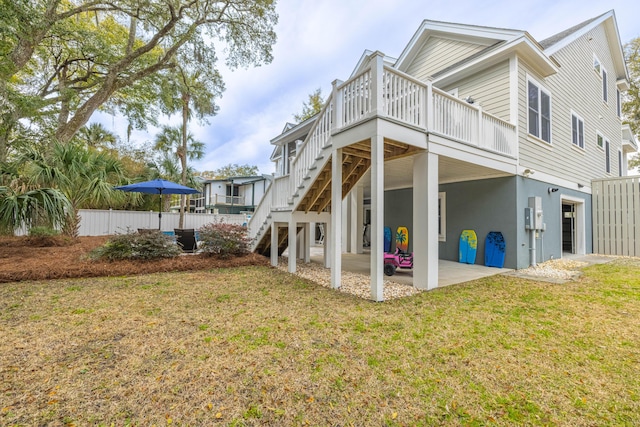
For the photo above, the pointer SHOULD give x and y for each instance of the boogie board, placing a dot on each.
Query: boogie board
(494, 249)
(468, 247)
(387, 239)
(402, 239)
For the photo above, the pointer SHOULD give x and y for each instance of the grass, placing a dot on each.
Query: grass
(256, 346)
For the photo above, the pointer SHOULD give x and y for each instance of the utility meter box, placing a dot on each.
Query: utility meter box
(535, 204)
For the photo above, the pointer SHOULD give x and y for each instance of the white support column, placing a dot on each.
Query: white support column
(359, 200)
(292, 245)
(327, 245)
(425, 221)
(307, 242)
(346, 225)
(336, 218)
(274, 244)
(356, 228)
(377, 217)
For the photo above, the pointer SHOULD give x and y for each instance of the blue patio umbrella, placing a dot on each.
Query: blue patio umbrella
(158, 186)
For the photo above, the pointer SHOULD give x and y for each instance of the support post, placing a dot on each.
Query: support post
(425, 221)
(377, 217)
(293, 251)
(274, 244)
(336, 218)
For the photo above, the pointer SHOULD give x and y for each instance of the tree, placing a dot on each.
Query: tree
(232, 170)
(631, 106)
(311, 108)
(183, 146)
(85, 176)
(197, 88)
(90, 54)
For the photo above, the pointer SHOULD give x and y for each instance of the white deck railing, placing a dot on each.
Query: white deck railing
(382, 91)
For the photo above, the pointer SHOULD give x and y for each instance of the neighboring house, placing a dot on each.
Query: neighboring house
(470, 126)
(233, 195)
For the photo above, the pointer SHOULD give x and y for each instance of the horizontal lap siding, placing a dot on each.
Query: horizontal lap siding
(489, 89)
(576, 87)
(438, 54)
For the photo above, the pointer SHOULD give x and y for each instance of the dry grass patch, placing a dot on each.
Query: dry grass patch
(256, 346)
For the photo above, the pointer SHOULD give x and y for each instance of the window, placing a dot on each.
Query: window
(600, 141)
(577, 130)
(618, 103)
(619, 163)
(605, 96)
(596, 64)
(539, 112)
(442, 216)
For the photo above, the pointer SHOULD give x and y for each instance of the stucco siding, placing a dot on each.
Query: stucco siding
(576, 88)
(439, 53)
(489, 89)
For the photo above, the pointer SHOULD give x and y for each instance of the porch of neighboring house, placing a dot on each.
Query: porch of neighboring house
(387, 131)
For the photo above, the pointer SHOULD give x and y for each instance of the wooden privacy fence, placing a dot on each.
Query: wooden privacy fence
(96, 222)
(616, 216)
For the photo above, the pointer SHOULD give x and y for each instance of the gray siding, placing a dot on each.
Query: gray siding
(578, 88)
(489, 88)
(439, 53)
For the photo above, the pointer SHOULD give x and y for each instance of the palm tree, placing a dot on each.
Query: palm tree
(173, 140)
(85, 176)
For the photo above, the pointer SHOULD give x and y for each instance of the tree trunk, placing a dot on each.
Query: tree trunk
(183, 153)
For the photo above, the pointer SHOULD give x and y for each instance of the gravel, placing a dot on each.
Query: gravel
(351, 283)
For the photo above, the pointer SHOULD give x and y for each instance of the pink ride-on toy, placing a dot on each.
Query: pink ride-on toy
(398, 259)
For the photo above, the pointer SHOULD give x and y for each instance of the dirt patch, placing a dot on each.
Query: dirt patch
(20, 260)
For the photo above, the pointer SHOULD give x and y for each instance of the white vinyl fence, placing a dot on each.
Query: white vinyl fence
(107, 222)
(616, 216)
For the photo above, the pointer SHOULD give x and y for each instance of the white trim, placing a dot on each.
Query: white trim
(555, 181)
(580, 223)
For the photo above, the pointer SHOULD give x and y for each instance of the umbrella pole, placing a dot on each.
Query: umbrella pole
(160, 214)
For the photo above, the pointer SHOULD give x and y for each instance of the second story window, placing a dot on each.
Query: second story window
(539, 106)
(605, 95)
(577, 130)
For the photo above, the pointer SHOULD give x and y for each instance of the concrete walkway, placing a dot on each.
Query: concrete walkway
(449, 272)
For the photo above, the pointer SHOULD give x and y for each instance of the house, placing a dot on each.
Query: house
(471, 127)
(232, 195)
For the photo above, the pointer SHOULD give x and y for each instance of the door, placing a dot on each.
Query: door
(569, 228)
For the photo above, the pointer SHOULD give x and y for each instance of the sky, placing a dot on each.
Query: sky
(320, 41)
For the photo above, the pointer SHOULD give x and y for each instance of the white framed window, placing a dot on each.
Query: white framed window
(599, 140)
(577, 130)
(442, 216)
(618, 103)
(605, 92)
(539, 111)
(619, 162)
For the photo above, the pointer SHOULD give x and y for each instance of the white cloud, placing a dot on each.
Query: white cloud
(322, 40)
━━━━━━━━━━━━━━━━
** TASK DETAILS **
Line by line, return the listing above exactly, leaving out its pictures.

** SOLUTION FOR THIS TASK **
For the photo above, the pointer SHOULD give x and y for each instance of the boogie board, placing a dot on each.
Query: boogie board
(494, 249)
(468, 247)
(387, 239)
(402, 239)
For the photo above, the pointer SHOULD give x and y for each instance of the grass, placing a dot on each.
Query: grass
(256, 346)
For the photo above, the pointer SHOULD give x and y for each instance of the utility meter box, placing a dot on each.
Query: utility meter box
(535, 204)
For the photo above, the pointer SHOULD give x and y for each instance of the white support column, placing a dot on each.
Query: white support column
(359, 200)
(292, 245)
(327, 245)
(425, 221)
(307, 242)
(346, 225)
(336, 218)
(274, 244)
(356, 228)
(377, 217)
For the photo above, the pointer SHOULD give x and y for each instance of the blue patio umbrella, placing a dot on each.
Query: blue patio umbrella
(158, 186)
For the photo above, the pointer SHOULD give x and y for each instance of the support post, placing a dot on each.
Query: support post
(425, 221)
(377, 217)
(293, 251)
(274, 244)
(336, 218)
For the photo above, the pointer SHOULD give x and y for each instance of the tree, placing a dot on each.
Query: tree
(232, 170)
(631, 106)
(311, 108)
(183, 146)
(85, 176)
(197, 88)
(90, 54)
For the photo above, the pointer SHOULD give x and y for each instance of the white deck railing, placing a dot on each.
Query: white deck railing
(382, 91)
For the photo above, the pointer SHOULD give x and y for each instance of the neighboring house, placing a dot on each.
Query: neighboring house
(470, 126)
(233, 195)
For the photo above, the pointer SHOULD give x and y for each instance of the horizontal lap siding, placing a dot on each.
Query: horizontal lap siding
(489, 89)
(576, 87)
(438, 54)
For the photo above, the pointer SHOULD give x and y for each instance of the dry grass patch, placing a dot on each.
Query: dry grass patch
(256, 346)
For the photo above, the pointer SHOULD give x and y for each instance of the window, placing a dot on each.
Query: window
(600, 141)
(577, 130)
(618, 103)
(619, 163)
(605, 96)
(596, 64)
(539, 112)
(442, 216)
For the photo above, the pointer SHOULD give x and y for each instance of the stucco siding, placing a dot on each.
Query: stucco siding
(576, 88)
(439, 53)
(489, 89)
For the photo above, the pointer SHOULD give x and y for each instance of the porch of neighboring house, placing a dot on each.
Query: porch of neighboring house
(387, 131)
For the photo above, the pointer SHOULD give x and y for each instance of the wooden privacy fence, placing a dot on each.
Query: wooden privacy fence
(96, 222)
(616, 216)
For the photo above, the pointer SHOULD give x and y for each instance of the gray siding, placing a dot on each.
Query: gray siding
(578, 88)
(489, 88)
(439, 53)
For the photo above, the pointer SHOULD give x and y for each instance of the palm tree, placing a dot on each.
Query: palm tree
(173, 140)
(85, 176)
For the photo above, the pointer SHOULD give x and y for each instance of the tree trunk, placing a dot on each.
Query: tree trunk
(183, 153)
For the photo above, the pointer SHOULD give x and y for each instance of the gravel, placing a dot on each.
Query: gravel
(351, 283)
For the photo above, the pointer SHOULD give x and y for each instance of the pink ride-on toy, placing a dot on each.
Query: pink ride-on toy
(398, 259)
For the photo above, the pointer SHOULD give x and y for each instance of the dirt patch, placing a dot on each.
Query: dirt patch
(20, 260)
For the photo above, the pointer SHOULD give x and y for each instance of the white vinyl fence, placing a dot on each.
Query: white vinyl fence
(107, 222)
(616, 216)
For the photo above, the pointer SHOULD give x and y for each instance of the white trim, placing a dot on each.
Query: white trim
(555, 181)
(580, 223)
For the photo above, the pointer SHOULD give x and y for each instance of the umbrella pole, placing a dot on each.
Query: umbrella pole
(160, 214)
For the photo above, the pointer SHOULD give x and y for each instance of the second story window, placing a dot on each.
Query: second story window
(539, 106)
(605, 95)
(577, 130)
For the photo above, the pointer SHOULD give x and y for each instance of the concrete walkway, placing a dot on each.
Query: concrete walkway
(449, 272)
For the photo above, the pointer SHOULD give x and y for each instance of the house, placing a dot on each.
Query: house
(471, 127)
(232, 195)
For the photo above, the pointer SHOULD give x and y for each instance of the door, placing a dot on each.
Query: door
(569, 228)
For the photo above, the pointer SHOULD give x and y for each instance of the sky, placing a dot on each.
Query: sky
(320, 41)
For the photo above, the pointer SHOULD give x and y for each instance of the white framed window, placing a dot on each.
Query: white framed window
(599, 140)
(577, 130)
(442, 216)
(618, 103)
(605, 92)
(539, 111)
(619, 162)
For the photo above, the pointer SHOULD give x and y for each instance of the white cloud, placing a dot on each.
Query: white cloud
(322, 40)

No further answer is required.